Page text:
--*--

On 29-May-07, at 12:41 PM, Jason Cater wrote:
I've had my solr.py in production use internally for about a month now. So, as 
you can imagine, I've worked through a few oddball bugs that occasionally pop 
up.  It seems pretty stable for me.

Yes, I agree that it is looking good.  Since we would be replacing the existing 
implementation completely, I think that it is worth taking extra care and 
examining the api choices carefully so we won't have to replace it or deprecate 
things in the near future.

I would prefer to have a complete directory structure (i.e., setup.py, unit 
tests, samples, etc) instead of just the solr.py file.  Would anyone see a 
problem with this?

+1.  This would be great--a unittest that could be run against the solr example 
would be spectacular!

Also, on some of your comments:

 - list comprehensions solely to perform looped execution are harder to parse 
and slower than explicitly writing a for loop
  

List comprehensions seem to be a matter of contention for some.  However, it's 
a battle I'm not interested in fighting, so changed it to a for loop.

It is not a matter of contention for me for use in creating a list, but ISTM 
less clear and less efficient if the purpose is _solely_ to perform a loop:

$ python -m timeit '[i+i for i in xrange(10000)]'
100 loops, best of 3: 1.95 msec per loop

$ python -m timeit 'for i in xrange(10000): i+i'
100 loops, best of 3: 1.38 msec per loop

 - shadowing builtins is generally a bad idea
Any shadowing of builtins was unintentional.  Did you see specific examples?  I 
run the code through pychecker and pylint to try to avoid such cases.

`id` is shadowed in a few places.

--*--

Directions:
Continue the solr.py mailing-list exchange above, picking up after its final line.

Entries:
--*--

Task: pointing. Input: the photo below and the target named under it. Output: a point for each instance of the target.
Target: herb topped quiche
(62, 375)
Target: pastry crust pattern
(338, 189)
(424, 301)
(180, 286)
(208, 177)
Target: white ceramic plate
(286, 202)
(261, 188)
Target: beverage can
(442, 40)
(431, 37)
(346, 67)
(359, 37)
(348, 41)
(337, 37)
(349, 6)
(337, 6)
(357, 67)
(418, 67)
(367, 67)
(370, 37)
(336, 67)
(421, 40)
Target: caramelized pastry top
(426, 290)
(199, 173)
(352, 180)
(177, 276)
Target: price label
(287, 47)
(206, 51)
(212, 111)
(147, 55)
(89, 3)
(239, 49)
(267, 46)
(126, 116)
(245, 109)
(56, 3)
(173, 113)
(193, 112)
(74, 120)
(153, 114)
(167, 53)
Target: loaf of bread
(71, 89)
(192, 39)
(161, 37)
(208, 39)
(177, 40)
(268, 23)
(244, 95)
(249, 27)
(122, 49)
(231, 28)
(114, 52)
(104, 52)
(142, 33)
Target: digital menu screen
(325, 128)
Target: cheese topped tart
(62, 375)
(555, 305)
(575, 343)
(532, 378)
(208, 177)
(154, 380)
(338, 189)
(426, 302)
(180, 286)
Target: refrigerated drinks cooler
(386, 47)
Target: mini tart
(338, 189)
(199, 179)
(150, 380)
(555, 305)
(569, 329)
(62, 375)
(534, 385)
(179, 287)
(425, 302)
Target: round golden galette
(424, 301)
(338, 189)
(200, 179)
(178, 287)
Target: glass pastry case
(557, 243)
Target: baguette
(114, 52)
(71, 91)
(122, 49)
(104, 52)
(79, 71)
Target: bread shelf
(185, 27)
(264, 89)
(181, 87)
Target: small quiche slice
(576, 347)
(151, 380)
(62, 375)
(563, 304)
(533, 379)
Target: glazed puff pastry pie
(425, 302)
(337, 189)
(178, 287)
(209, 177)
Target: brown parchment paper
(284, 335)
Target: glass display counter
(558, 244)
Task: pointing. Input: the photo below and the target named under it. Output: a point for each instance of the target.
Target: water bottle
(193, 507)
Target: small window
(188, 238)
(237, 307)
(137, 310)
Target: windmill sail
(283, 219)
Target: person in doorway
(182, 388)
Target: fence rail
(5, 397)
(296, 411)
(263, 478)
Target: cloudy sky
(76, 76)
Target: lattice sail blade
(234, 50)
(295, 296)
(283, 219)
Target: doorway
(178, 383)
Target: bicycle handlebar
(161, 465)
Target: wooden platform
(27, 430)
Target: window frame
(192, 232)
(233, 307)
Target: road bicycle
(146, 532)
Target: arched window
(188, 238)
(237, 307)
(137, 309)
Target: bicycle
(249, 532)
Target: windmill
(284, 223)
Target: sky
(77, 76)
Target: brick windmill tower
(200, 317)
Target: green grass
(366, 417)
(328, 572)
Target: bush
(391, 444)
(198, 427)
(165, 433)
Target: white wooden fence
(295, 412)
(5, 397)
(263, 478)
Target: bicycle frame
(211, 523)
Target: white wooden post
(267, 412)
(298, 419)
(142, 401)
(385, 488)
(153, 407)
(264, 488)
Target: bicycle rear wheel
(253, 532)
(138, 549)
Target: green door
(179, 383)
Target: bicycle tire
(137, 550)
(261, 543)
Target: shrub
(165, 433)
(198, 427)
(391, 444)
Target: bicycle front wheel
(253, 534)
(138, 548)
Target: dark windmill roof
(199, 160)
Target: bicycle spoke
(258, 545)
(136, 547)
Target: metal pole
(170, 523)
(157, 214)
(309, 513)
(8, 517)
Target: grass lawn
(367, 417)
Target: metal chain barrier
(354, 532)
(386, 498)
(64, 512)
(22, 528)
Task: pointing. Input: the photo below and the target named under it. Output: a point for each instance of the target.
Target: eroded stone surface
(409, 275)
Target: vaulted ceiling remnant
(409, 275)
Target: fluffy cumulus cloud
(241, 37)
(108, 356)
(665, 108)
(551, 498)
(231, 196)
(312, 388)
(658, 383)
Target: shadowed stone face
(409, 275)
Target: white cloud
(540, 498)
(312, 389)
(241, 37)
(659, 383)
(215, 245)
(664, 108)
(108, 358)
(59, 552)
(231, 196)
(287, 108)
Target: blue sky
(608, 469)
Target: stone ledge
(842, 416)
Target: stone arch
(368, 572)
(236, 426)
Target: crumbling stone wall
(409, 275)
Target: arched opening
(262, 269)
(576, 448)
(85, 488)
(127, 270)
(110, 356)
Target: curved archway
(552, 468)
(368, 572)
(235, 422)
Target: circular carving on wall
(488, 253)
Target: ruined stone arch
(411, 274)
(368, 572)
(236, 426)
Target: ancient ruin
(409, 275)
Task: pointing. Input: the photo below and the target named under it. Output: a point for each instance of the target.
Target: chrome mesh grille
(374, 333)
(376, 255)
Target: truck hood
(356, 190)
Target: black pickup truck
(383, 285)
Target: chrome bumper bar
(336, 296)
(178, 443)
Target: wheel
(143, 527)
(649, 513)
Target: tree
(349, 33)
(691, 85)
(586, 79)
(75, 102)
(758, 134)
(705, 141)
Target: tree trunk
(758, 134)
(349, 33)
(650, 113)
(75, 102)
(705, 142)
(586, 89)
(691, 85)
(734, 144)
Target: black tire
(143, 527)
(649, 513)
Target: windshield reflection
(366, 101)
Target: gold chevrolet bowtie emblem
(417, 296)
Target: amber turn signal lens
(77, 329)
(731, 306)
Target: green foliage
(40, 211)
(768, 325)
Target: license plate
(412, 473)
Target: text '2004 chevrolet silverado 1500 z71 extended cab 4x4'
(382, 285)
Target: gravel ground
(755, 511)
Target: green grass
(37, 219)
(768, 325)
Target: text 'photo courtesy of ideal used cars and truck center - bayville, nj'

--*--

Exercise result:
 - all NamedList's appearing in the output are converted to dicts--this loses 
information (in particular, it will be unnecessarily hard for the user to use 
highlighting/debug data).  Using the python/json response format would prevent 
this.  Not returning highlight/debug data in the standard response format (and 
yet providing said parameters in the query() method) seems odd.  Am I missing 
something?  Oh, they are set as dynamic attributes of Response, I see.  
Definitely needs documentation.
  

Yes, this needs to be documented.  (Please c.f. to my question about allowing a 
complete directory structure.)

 - passing fields='' to query() will return all fields, when the desired return 
is likely no fields
  

I've changed the default for fields= to be '*', instead of None or "".  This 
way, passing in 'fields=""' will result in 'fl=' being passed to the backend.  
However, I still don't see the point, as passing both 'fl=' and 'fl=*' return 
the exact same set of fields (i.e., "all") on my test setup.

Hmm, what if you pass fields='', score=True?  Ideally tha would pass fl=score 
to the backend, bypassing all stored fields.

 - it might be better to settle on an api that permits doc/field boosts.  How 
about using a tuple as the field name in the field dict?

conn.add_many([{'id': 1, ('field2', 2.33): u"some text"}])

doc boosts could be handled by optionally providing the fielddict as a 
(<fielddict>, boost) tuple.
  

I agree. I was not aware of field boosts at the time. I'll code this change.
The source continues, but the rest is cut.